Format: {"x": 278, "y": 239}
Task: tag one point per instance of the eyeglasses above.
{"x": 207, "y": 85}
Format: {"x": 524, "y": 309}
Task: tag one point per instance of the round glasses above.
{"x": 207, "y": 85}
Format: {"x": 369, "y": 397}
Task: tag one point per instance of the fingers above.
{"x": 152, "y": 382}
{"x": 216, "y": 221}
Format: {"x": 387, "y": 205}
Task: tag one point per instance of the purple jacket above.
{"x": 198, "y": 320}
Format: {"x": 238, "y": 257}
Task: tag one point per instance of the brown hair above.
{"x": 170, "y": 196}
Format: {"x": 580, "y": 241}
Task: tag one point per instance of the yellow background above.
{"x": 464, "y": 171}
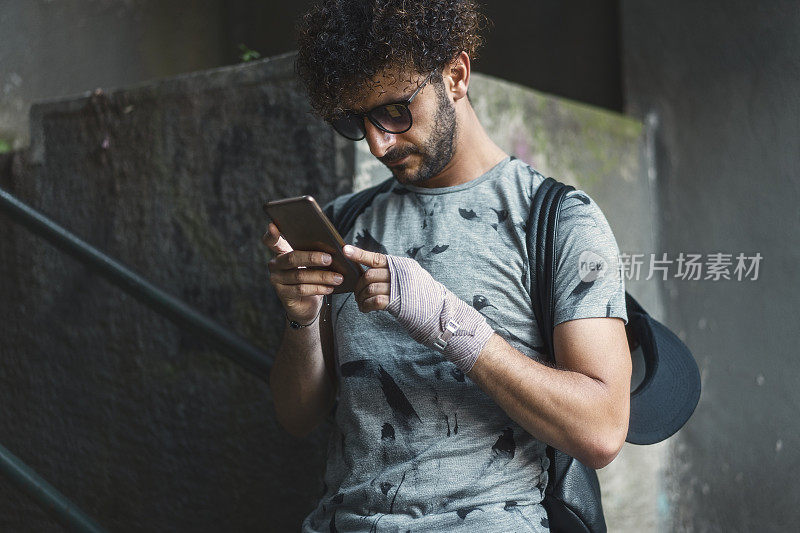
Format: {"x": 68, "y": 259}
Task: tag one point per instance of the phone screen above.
{"x": 305, "y": 227}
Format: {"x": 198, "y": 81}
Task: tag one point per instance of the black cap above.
{"x": 667, "y": 396}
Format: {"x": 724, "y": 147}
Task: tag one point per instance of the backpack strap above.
{"x": 541, "y": 230}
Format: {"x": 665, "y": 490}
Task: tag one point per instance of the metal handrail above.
{"x": 232, "y": 345}
{"x": 47, "y": 496}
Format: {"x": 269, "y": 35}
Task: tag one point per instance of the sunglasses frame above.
{"x": 405, "y": 103}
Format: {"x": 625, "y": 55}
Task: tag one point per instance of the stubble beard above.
{"x": 437, "y": 151}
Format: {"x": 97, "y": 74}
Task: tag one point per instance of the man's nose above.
{"x": 379, "y": 141}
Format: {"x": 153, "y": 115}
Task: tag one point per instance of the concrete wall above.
{"x": 142, "y": 425}
{"x": 720, "y": 81}
{"x": 54, "y": 49}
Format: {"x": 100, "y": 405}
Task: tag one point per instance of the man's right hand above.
{"x": 299, "y": 287}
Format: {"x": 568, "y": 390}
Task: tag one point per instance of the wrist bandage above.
{"x": 434, "y": 316}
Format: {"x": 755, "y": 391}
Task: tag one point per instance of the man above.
{"x": 444, "y": 404}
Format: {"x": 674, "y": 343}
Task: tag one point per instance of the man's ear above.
{"x": 456, "y": 76}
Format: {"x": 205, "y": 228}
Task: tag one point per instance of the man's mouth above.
{"x": 396, "y": 162}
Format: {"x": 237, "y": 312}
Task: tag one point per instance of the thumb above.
{"x": 275, "y": 241}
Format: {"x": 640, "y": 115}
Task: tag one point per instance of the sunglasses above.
{"x": 392, "y": 118}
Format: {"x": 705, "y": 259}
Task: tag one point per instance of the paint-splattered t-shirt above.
{"x": 415, "y": 444}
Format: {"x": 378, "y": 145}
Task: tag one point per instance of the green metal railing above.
{"x": 230, "y": 344}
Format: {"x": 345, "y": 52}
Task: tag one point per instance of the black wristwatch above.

Assignment: When you repeat the data, keep every line exact and drop the images.

Response to this exercise:
Format: {"x": 278, "y": 239}
Task: tag one point per instance of the eyeglasses above.
{"x": 207, "y": 85}
Format: {"x": 524, "y": 309}
Task: tag one point per instance of the round glasses above.
{"x": 207, "y": 85}
Format: {"x": 369, "y": 397}
Task: tag one point per instance of the fingers above.
{"x": 152, "y": 382}
{"x": 216, "y": 221}
Format: {"x": 387, "y": 205}
Task: tag one point per instance of the purple jacket above.
{"x": 198, "y": 320}
Format: {"x": 238, "y": 257}
Task: tag one point per instance of the brown hair above.
{"x": 170, "y": 196}
Format: {"x": 580, "y": 241}
Task: tag one point per instance of the yellow background above.
{"x": 464, "y": 171}
Format: {"x": 68, "y": 259}
Task: tag one point per instance of the phone screen above.
{"x": 305, "y": 227}
Format: {"x": 198, "y": 81}
Task: tag one point per instance of the black cap above.
{"x": 667, "y": 396}
Format: {"x": 724, "y": 147}
Task: tag one point per instance of the backpack strap above.
{"x": 541, "y": 230}
Format: {"x": 665, "y": 490}
Task: tag one point per instance of the metal handrail above.
{"x": 232, "y": 345}
{"x": 47, "y": 496}
Format: {"x": 269, "y": 35}
Task: tag one point per instance of the sunglasses frame above.
{"x": 405, "y": 103}
Format: {"x": 625, "y": 55}
Task: tag one point per instance of the stubble beard above.
{"x": 437, "y": 151}
Format: {"x": 97, "y": 74}
Task: tag one point per instance of the man's nose above.
{"x": 379, "y": 141}
Format: {"x": 153, "y": 115}
Task: tag one point per instance of the concrete wall above.
{"x": 142, "y": 425}
{"x": 720, "y": 81}
{"x": 54, "y": 49}
Format: {"x": 100, "y": 405}
Task: tag one point per instance of the man's right hand above.
{"x": 299, "y": 287}
Format: {"x": 568, "y": 390}
Task: tag one point per instance of the wrist bandage above.
{"x": 434, "y": 316}
Format: {"x": 755, "y": 391}
Task: tag one point per instance of the man above.
{"x": 444, "y": 404}
Format: {"x": 674, "y": 343}
Task: tag one point per instance of the man's ear above.
{"x": 456, "y": 76}
Format: {"x": 205, "y": 228}
Task: tag one point per instance of the man's mouth above.
{"x": 396, "y": 162}
Format: {"x": 237, "y": 312}
Task: tag one point per instance of the thumb above.
{"x": 275, "y": 241}
Format: {"x": 640, "y": 115}
Task: tag one point per instance of the sunglasses above.
{"x": 392, "y": 118}
Format: {"x": 705, "y": 259}
Task: tag one point per instance of the paint-splattered t-shirt above.
{"x": 415, "y": 444}
Format: {"x": 378, "y": 145}
Task: tag one point per instance of the green metal railing above.
{"x": 230, "y": 344}
Format: {"x": 345, "y": 52}
Task: tag one point per instance of the black wristwatch above.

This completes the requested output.